Job.
Print the following listing verbatim, reproducing every line without alteration.

Data for analysis.
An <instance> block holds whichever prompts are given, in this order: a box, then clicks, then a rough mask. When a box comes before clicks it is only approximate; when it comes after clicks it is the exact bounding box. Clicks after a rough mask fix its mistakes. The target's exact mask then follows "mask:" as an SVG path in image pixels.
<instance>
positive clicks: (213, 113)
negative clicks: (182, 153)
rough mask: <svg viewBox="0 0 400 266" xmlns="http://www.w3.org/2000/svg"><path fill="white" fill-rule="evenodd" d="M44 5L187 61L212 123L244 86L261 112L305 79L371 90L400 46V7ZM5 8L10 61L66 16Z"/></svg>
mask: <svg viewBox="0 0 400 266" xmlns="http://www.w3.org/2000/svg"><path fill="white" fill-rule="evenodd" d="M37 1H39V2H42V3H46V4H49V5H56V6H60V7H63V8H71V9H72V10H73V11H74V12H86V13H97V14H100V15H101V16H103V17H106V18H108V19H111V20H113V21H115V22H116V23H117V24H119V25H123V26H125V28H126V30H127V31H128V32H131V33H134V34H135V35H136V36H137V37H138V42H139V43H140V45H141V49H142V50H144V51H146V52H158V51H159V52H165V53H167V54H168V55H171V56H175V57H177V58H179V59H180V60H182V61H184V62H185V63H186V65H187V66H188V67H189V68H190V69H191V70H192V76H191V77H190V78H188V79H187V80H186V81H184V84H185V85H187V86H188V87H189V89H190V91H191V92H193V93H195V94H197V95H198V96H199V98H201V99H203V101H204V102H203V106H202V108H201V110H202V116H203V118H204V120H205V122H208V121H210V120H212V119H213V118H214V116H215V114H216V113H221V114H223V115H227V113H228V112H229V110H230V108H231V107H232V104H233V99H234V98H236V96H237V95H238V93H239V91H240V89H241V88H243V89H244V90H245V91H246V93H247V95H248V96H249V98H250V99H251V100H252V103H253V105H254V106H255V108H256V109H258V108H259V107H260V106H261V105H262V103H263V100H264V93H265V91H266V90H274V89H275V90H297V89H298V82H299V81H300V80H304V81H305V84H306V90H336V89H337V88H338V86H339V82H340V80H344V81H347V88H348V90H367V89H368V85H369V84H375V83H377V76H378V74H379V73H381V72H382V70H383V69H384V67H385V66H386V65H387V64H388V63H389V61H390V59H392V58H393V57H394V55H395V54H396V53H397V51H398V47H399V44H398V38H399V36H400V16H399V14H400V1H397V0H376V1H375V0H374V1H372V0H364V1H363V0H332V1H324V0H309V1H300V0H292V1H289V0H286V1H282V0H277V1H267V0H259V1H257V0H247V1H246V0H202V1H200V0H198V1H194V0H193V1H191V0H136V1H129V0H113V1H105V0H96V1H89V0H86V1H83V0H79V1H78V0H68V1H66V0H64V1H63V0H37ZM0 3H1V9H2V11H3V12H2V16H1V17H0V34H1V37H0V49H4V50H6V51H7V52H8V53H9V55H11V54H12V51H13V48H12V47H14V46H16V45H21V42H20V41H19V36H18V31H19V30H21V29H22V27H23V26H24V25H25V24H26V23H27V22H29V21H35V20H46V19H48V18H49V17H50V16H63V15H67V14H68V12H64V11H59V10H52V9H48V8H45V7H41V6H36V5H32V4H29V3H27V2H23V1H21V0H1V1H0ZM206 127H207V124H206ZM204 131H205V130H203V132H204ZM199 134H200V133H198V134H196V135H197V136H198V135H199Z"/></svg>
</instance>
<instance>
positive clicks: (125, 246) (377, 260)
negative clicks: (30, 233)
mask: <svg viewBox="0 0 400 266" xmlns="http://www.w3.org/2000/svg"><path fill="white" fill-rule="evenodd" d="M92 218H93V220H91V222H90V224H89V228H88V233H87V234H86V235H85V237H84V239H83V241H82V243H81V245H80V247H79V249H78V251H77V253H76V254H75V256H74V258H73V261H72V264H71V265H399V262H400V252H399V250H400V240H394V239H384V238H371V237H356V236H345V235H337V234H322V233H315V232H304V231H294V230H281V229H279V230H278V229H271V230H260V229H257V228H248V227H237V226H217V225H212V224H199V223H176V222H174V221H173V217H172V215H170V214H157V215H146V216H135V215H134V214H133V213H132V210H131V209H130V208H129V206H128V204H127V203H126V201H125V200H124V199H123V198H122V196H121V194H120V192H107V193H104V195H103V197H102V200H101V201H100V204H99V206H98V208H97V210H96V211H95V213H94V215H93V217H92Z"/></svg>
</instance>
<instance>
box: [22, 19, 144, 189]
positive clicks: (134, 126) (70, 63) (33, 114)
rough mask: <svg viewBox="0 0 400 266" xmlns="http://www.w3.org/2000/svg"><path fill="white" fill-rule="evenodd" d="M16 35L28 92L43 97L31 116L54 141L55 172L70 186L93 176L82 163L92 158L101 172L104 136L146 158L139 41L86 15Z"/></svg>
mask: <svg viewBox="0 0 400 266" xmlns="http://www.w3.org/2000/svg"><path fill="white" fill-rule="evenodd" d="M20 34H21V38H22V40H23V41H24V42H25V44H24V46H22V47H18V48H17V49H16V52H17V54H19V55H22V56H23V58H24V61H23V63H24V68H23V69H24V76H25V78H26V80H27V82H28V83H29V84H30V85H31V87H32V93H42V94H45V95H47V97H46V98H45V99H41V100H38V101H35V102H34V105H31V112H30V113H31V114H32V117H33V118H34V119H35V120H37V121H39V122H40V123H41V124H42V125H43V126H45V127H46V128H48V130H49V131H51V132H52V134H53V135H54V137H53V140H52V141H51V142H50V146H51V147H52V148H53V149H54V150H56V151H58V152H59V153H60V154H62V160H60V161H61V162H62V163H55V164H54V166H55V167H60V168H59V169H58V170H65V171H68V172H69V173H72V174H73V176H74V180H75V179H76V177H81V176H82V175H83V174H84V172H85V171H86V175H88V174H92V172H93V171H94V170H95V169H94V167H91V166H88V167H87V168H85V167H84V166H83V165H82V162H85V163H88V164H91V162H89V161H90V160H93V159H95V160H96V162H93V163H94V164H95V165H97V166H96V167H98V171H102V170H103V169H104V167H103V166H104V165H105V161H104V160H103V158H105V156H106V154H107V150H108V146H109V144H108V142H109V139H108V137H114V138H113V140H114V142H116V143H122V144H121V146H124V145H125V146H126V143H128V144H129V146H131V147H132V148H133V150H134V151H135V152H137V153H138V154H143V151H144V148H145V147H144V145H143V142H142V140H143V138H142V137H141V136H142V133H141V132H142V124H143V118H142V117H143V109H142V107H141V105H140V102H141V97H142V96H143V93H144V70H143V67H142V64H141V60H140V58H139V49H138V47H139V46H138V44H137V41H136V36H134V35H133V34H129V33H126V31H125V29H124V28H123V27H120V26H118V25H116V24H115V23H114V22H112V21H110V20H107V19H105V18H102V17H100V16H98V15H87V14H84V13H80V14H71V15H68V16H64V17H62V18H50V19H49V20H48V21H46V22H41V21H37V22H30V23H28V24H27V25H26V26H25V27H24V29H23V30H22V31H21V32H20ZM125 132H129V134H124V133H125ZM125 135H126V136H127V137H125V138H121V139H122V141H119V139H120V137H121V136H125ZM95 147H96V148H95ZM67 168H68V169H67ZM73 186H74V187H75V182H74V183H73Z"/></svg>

Answer below.
An <instance> block holds whichever prompts are given, in this order: a box, then clicks, then a rough mask. When a box comes before clicks it is only approximate; when it comes after clicks it is the exact bounding box. Clicks after a rough mask fix its mistakes. The target's exact mask then follows "mask:" as an SVG path in image pixels.
<instance>
positive clicks: (213, 113)
negative clicks: (182, 153)
rough mask: <svg viewBox="0 0 400 266" xmlns="http://www.w3.org/2000/svg"><path fill="white" fill-rule="evenodd" d="M44 5L187 61L212 123L244 86L261 112L305 79L371 90L400 46V7ZM5 8L10 61L66 16Z"/></svg>
mask: <svg viewBox="0 0 400 266" xmlns="http://www.w3.org/2000/svg"><path fill="white" fill-rule="evenodd" d="M37 1H39V2H42V3H46V4H49V5H56V6H60V7H63V8H71V9H72V10H73V11H74V12H86V13H97V14H100V15H101V16H103V17H106V18H108V19H111V20H113V21H115V22H116V23H117V24H119V25H123V26H125V28H126V30H127V31H128V32H131V33H134V34H135V35H136V36H137V37H138V42H139V43H140V45H141V49H142V50H144V51H146V52H158V51H159V52H165V53H167V54H168V55H171V56H175V57H177V58H179V59H180V60H182V61H184V62H185V63H186V65H187V66H188V67H189V68H190V69H191V70H192V76H191V77H190V78H188V79H187V80H186V81H184V84H185V85H187V86H188V87H189V89H190V91H191V92H193V93H195V94H197V95H198V96H199V98H201V99H203V101H204V102H203V106H202V108H201V110H202V116H203V118H204V120H205V122H208V121H210V120H212V119H213V118H214V116H215V114H216V113H221V114H223V115H227V113H228V112H229V110H230V108H231V107H232V104H233V99H234V98H236V96H237V95H238V93H239V91H240V89H241V88H243V89H244V90H245V91H246V93H247V95H248V96H249V98H250V99H251V100H252V103H253V105H254V106H255V108H256V109H258V108H259V107H260V106H261V105H262V103H263V100H264V93H265V91H266V90H274V89H275V90H297V89H298V82H299V81H300V80H304V81H305V84H306V90H336V89H337V88H338V86H339V82H340V80H344V81H347V88H348V90H367V89H368V85H369V84H375V83H377V76H378V74H379V73H381V72H382V70H383V69H384V67H385V66H386V65H387V64H388V63H389V61H390V59H392V58H393V57H394V55H395V54H396V53H397V51H398V47H399V44H398V38H399V36H400V16H399V14H400V1H397V0H376V1H375V0H374V1H372V0H364V1H363V0H332V1H324V0H309V1H300V0H292V1H289V0H286V1H282V0H277V1H267V0H259V1H257V0H247V1H246V0H202V1H200V0H198V1H194V0H193V1H191V0H136V1H129V0H113V1H105V0H96V1H89V0H86V1H83V0H79V1H78V0H68V1H66V0H64V1H63V0H37ZM0 3H1V9H2V11H3V12H2V16H1V17H0V34H1V37H0V49H4V50H6V51H7V52H8V53H9V55H11V54H12V51H13V48H12V47H14V46H16V45H21V42H20V41H19V36H18V31H19V30H21V29H22V27H23V26H24V25H25V24H26V23H27V22H29V21H35V20H46V19H48V18H49V17H50V16H63V15H67V14H68V12H64V11H59V10H52V9H48V8H45V7H41V6H36V5H32V4H29V3H27V2H23V1H21V0H1V1H0ZM206 127H207V124H206ZM204 131H205V130H203V132H204ZM199 134H200V133H198V134H196V135H197V136H198V135H199Z"/></svg>
</instance>
<instance>
positive clicks: (125, 246) (377, 260)
negative clicks: (30, 233)
mask: <svg viewBox="0 0 400 266" xmlns="http://www.w3.org/2000/svg"><path fill="white" fill-rule="evenodd" d="M92 218H93V220H91V222H90V224H89V228H88V233H87V234H86V235H85V237H84V239H83V241H82V243H81V245H80V247H79V249H78V251H77V253H76V254H75V256H74V258H73V261H72V264H71V265H399V262H400V252H399V250H400V240H394V239H384V238H371V237H356V236H345V235H337V234H322V233H315V232H304V231H294V230H281V229H279V230H278V229H271V230H260V229H257V228H248V227H237V226H217V225H212V224H199V223H176V222H174V221H173V217H172V215H170V214H157V215H146V216H135V215H134V214H133V213H132V210H131V209H130V208H129V206H128V204H127V203H126V201H125V200H124V199H123V198H122V196H121V194H120V192H107V193H104V195H103V197H102V200H101V201H100V204H99V206H98V208H97V210H96V211H95V213H94V215H93V217H92Z"/></svg>
</instance>
<instance>
box: [22, 19, 144, 189]
positive clicks: (134, 126) (70, 63) (33, 114)
rough mask: <svg viewBox="0 0 400 266" xmlns="http://www.w3.org/2000/svg"><path fill="white" fill-rule="evenodd" d="M16 35L28 92L43 97L31 116L54 141L55 172L70 186L93 176L82 163L92 158L101 172L104 136L146 158L139 41L86 15Z"/></svg>
mask: <svg viewBox="0 0 400 266" xmlns="http://www.w3.org/2000/svg"><path fill="white" fill-rule="evenodd" d="M20 34H21V38H22V40H23V41H24V42H25V44H24V46H22V47H18V48H17V49H16V52H17V54H19V55H22V56H23V58H24V61H23V63H24V68H23V69H24V76H25V78H26V80H27V82H28V83H29V84H30V85H31V87H32V93H42V94H45V95H47V97H46V98H45V99H41V100H38V101H35V102H34V105H31V112H30V113H31V114H32V117H33V118H34V119H35V120H37V121H39V122H40V123H41V124H42V125H43V126H45V127H46V128H48V130H49V131H51V132H52V134H53V135H54V137H53V140H52V141H51V142H50V146H51V147H52V148H53V149H54V150H56V151H58V152H59V153H60V154H62V160H60V161H61V162H62V163H55V164H54V166H55V167H60V168H59V169H58V170H65V171H68V172H69V173H72V174H73V176H74V180H75V179H76V177H81V176H82V175H83V174H84V172H85V171H86V175H88V174H92V172H93V171H94V170H95V169H94V167H91V166H88V167H87V168H85V167H84V166H83V165H82V162H85V163H88V164H91V162H89V161H90V160H93V159H95V160H96V162H93V163H94V164H95V165H97V166H96V167H98V171H102V170H103V169H104V167H103V166H104V165H105V161H104V160H103V158H105V156H106V154H107V150H108V146H109V144H108V142H109V139H108V137H114V138H113V140H114V142H116V143H122V144H121V146H124V145H125V146H126V143H128V144H129V146H131V147H132V148H133V150H134V151H135V152H137V153H138V154H143V151H144V148H145V147H144V145H143V142H142V140H143V138H142V137H141V136H142V133H141V132H142V124H143V118H142V117H143V109H142V107H141V105H140V102H141V97H142V96H143V93H144V70H143V67H142V64H141V60H140V58H139V49H138V47H139V46H138V44H137V41H136V36H134V35H133V34H129V33H126V31H125V29H124V28H123V27H120V26H118V25H116V24H115V23H114V22H112V21H110V20H107V19H105V18H102V17H100V16H98V15H87V14H84V13H80V14H71V15H68V16H64V17H62V18H50V19H49V20H48V21H46V22H41V21H37V22H30V23H28V24H27V25H26V26H25V27H24V29H23V30H22V31H21V32H20ZM125 132H129V134H124V133H125ZM125 135H126V136H127V137H125V138H121V139H122V141H119V139H120V137H121V136H125ZM95 147H96V148H95ZM67 168H68V169H67ZM73 186H74V187H75V182H74V183H73Z"/></svg>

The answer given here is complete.